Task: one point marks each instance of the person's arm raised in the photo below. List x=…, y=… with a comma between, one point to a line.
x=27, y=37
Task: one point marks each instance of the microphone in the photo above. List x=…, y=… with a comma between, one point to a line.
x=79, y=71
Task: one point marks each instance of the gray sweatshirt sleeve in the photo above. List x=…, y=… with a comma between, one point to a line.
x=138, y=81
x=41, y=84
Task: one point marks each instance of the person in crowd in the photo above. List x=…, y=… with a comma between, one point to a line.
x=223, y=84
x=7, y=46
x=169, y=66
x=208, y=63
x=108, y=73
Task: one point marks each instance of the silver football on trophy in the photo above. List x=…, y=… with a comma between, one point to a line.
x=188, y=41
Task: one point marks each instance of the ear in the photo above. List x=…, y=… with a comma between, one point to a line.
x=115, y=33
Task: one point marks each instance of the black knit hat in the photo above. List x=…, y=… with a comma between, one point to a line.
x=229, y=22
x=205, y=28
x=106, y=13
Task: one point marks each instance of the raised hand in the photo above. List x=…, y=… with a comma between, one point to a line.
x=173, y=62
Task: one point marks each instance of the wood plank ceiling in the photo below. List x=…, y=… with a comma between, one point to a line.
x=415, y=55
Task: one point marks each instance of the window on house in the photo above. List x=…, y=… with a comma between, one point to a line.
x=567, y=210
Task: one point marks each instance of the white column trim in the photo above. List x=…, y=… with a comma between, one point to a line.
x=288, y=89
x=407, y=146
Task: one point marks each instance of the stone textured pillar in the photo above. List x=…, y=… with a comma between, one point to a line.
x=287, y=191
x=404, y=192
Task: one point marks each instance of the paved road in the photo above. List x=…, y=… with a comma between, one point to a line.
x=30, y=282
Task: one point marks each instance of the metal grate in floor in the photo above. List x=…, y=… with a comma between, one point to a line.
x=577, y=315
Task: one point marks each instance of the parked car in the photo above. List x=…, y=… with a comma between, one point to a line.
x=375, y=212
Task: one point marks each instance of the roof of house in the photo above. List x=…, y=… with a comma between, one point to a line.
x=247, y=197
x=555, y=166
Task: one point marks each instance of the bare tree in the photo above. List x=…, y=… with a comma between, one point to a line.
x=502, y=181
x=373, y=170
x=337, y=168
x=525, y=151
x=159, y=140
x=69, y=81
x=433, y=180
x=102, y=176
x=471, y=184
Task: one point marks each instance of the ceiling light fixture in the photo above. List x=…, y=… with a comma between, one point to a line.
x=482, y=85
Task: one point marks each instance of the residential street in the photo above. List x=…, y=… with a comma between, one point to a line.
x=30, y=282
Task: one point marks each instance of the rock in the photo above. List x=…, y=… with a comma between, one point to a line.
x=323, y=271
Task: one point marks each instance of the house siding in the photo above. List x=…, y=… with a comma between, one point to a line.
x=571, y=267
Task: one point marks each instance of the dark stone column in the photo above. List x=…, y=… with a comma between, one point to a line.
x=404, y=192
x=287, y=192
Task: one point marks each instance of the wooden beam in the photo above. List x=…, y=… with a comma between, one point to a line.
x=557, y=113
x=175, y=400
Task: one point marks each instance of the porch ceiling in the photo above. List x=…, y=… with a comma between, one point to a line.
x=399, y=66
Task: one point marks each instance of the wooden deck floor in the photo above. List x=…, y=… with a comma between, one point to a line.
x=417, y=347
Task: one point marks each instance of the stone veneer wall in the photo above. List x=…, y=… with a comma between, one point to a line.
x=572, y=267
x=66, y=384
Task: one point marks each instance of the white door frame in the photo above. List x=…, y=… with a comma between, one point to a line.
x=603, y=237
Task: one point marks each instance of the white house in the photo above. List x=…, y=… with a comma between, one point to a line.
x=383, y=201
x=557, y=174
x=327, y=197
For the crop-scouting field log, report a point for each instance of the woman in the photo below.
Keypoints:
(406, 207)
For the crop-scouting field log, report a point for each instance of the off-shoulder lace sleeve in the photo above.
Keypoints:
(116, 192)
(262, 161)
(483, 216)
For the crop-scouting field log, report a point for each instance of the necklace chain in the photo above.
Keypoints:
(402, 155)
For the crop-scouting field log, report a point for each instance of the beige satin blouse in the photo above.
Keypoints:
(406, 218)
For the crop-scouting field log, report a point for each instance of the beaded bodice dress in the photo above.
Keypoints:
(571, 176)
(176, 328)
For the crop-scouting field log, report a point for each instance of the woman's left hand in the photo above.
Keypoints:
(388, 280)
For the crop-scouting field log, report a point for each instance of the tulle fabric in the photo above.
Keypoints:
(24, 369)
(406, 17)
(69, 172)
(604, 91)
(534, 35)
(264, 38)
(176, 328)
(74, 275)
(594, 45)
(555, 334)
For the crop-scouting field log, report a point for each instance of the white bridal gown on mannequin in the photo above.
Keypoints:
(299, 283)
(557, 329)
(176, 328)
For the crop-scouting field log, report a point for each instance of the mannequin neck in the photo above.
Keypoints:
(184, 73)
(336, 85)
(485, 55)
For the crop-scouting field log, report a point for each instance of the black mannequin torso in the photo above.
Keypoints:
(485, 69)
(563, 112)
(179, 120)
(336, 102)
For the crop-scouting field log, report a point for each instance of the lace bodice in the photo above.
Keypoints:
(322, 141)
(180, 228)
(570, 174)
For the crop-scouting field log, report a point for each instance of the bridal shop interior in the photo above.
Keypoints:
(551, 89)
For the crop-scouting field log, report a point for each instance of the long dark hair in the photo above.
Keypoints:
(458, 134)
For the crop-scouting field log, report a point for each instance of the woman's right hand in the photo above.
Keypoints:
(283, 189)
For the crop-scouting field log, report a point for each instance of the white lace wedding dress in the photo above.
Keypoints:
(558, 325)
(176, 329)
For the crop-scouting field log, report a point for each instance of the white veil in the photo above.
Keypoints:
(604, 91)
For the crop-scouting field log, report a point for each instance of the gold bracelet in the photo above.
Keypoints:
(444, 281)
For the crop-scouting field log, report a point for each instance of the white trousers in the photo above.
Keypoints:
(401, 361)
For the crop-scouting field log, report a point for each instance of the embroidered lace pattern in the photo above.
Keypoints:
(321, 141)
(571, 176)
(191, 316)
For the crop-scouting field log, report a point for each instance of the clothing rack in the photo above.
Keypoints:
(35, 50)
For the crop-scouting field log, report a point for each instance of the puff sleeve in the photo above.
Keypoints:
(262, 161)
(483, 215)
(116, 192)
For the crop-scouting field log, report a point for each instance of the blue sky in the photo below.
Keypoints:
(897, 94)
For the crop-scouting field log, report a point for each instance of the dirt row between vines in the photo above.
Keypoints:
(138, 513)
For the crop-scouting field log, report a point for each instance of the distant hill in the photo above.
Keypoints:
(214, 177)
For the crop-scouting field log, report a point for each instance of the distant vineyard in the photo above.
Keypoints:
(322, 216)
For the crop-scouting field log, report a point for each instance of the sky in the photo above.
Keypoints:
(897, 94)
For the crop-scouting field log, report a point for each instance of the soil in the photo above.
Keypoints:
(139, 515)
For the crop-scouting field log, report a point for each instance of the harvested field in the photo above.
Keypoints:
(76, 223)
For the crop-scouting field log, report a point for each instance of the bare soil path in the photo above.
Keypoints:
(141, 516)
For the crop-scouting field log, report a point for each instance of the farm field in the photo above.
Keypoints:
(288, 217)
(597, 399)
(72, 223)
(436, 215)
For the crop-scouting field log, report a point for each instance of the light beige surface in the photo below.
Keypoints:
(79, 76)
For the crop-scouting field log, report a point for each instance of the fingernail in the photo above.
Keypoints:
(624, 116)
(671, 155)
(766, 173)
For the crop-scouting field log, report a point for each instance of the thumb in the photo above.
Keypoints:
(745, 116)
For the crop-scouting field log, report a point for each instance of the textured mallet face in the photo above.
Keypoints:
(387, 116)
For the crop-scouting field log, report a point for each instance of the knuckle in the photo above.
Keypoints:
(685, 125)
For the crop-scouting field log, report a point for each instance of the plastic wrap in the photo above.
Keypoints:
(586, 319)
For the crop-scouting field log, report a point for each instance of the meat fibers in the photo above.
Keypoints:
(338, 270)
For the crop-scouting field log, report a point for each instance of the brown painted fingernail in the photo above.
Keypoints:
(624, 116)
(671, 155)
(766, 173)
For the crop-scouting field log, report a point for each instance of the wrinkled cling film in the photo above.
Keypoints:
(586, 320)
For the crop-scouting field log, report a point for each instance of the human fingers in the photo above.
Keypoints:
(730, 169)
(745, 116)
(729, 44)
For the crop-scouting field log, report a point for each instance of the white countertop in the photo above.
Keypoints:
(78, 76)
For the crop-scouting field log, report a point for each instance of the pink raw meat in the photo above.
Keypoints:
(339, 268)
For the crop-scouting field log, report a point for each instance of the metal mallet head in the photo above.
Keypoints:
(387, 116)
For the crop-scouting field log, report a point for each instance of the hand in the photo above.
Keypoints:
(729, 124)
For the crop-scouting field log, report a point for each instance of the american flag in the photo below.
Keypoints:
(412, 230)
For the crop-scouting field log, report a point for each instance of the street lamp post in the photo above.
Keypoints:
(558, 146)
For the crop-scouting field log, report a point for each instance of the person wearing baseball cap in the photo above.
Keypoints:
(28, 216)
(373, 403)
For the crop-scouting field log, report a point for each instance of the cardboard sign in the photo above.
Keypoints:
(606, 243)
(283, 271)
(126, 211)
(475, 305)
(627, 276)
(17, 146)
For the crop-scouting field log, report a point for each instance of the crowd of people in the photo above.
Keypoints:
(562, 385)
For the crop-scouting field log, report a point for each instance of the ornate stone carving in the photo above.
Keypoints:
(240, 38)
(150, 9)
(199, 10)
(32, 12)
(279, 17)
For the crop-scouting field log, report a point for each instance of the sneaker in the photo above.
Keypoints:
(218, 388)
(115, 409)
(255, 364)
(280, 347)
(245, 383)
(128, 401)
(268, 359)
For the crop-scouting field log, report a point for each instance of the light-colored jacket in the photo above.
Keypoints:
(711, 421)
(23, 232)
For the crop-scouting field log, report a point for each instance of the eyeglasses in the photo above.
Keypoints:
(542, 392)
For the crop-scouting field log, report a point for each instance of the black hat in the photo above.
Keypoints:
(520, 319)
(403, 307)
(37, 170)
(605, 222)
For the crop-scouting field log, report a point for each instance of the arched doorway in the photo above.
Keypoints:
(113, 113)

------------------------

**Requirement**
From the entries, copy every line in which the string "meat" can be found.

**Expected output**
For the crop-scouting field log, report a point for each instance of the meat fibers in the photo above.
For the crop-scouting field log, report a point for each instance of the pink raw meat in the photo above.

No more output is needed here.